## DATA FOR THE TASK:

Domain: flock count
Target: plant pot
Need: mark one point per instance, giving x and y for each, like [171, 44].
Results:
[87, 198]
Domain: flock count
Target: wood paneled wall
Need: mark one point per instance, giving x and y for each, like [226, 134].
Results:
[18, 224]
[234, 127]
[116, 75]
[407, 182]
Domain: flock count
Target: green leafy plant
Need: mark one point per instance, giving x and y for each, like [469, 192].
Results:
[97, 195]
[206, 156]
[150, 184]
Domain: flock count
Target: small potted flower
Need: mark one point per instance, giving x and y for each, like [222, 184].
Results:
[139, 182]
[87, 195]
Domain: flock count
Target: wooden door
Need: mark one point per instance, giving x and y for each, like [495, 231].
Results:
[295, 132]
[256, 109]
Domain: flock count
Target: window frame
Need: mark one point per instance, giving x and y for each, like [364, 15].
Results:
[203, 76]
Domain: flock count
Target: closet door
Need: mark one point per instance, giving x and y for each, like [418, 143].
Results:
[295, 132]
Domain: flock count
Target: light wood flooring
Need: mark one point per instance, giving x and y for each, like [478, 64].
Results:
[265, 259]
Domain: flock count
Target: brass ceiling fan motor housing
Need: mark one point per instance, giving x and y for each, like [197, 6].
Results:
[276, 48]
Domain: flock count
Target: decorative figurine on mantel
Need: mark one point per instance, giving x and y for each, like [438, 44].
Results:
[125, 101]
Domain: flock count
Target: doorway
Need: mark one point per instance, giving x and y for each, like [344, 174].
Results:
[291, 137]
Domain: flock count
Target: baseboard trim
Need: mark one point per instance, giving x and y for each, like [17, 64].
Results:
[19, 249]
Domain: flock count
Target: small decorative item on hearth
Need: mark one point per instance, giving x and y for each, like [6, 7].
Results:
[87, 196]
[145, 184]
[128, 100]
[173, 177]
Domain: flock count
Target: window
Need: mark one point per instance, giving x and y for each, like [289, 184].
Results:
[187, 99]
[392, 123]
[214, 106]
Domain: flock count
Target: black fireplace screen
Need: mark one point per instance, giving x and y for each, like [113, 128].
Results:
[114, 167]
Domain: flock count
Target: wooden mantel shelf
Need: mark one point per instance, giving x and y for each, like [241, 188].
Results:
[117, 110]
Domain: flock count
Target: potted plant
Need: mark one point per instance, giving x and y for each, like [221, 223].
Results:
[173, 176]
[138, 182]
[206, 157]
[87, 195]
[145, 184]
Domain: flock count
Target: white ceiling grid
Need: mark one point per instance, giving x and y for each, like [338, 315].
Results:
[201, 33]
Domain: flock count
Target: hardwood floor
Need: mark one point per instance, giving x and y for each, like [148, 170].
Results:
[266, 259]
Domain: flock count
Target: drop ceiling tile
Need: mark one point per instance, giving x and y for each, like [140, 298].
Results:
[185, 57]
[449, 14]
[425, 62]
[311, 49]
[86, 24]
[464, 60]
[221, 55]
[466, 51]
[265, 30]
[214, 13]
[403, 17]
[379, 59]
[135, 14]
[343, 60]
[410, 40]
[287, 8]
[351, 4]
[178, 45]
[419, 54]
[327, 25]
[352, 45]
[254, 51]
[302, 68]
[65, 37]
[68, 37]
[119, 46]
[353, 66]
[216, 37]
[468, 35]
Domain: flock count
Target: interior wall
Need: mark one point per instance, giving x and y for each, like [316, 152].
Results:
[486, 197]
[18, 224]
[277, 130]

## DIRECTIONS:
Go through the entries above and pull out each line with "mantel" in it.

## ANSWER AREA:
Target: decorative figurine on mantel
Target: wooden mantel shelf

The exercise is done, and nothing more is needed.